Set down, word for word, the stretch of lines from the one containing "Where can the short" to the end of the records below.

======== Source records ========

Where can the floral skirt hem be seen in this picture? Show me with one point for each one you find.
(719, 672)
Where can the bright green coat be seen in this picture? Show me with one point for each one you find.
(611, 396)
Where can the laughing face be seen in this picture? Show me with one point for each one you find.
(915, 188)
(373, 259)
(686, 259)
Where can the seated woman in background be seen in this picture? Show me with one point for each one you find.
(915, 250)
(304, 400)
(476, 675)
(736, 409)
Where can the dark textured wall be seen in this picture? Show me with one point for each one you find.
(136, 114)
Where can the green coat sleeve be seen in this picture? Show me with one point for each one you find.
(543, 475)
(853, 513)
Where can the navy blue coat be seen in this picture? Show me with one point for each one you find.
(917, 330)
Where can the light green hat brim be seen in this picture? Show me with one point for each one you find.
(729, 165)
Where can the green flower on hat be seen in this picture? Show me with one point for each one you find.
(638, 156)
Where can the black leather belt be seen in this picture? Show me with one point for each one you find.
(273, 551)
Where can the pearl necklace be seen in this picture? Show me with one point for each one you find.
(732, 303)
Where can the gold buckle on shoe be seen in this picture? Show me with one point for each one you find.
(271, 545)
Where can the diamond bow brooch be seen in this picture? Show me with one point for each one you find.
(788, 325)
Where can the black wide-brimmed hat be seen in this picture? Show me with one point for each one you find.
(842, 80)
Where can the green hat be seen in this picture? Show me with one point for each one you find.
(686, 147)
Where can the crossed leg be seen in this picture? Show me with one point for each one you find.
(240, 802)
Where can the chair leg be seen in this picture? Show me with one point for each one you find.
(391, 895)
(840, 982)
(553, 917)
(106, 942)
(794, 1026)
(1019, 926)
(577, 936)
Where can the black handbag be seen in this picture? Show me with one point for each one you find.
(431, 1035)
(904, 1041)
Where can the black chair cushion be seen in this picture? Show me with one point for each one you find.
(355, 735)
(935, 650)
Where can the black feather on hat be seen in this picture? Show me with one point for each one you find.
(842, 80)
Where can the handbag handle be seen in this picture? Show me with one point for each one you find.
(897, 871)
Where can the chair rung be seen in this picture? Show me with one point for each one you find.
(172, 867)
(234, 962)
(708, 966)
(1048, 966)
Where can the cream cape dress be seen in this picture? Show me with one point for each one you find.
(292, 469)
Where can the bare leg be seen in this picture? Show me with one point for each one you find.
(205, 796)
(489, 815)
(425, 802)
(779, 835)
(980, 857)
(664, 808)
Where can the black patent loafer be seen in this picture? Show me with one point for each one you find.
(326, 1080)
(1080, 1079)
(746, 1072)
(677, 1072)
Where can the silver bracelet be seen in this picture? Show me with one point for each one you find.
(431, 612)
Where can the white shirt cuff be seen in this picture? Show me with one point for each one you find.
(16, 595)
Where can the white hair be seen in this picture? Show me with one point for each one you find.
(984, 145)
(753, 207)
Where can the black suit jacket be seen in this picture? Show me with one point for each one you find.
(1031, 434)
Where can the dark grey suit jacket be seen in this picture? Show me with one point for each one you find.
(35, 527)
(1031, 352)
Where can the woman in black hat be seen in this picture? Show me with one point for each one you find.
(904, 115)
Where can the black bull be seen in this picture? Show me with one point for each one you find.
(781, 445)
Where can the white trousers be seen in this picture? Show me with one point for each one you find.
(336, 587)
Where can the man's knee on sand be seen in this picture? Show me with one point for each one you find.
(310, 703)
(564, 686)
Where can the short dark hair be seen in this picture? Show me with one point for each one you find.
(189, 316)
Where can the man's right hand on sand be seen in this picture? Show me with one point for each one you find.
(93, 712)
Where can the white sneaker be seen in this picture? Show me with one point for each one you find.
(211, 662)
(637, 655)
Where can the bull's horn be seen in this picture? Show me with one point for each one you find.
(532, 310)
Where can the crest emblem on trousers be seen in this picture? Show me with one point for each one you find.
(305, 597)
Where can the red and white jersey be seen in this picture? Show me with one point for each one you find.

========

> **Task answer**:
Where can the short dark hair be seen in this picture? Show me with one point for each one you find.
(189, 316)
Where can the man's right hand on sand be seen in this picture? Show me with one point for each one you find.
(93, 712)
Where can the white sneaker be seen in this picture? Show me with one point for each one you find.
(211, 662)
(637, 655)
Where can the bull's horn be seen in this picture? Show me with one point for each one you find.
(532, 310)
Where can the crest emblem on trousers be seen in this picture? Show me with one point for each one you find.
(305, 597)
Where can the red and white jersey be seen in this picture? Show me with one point for each one you find.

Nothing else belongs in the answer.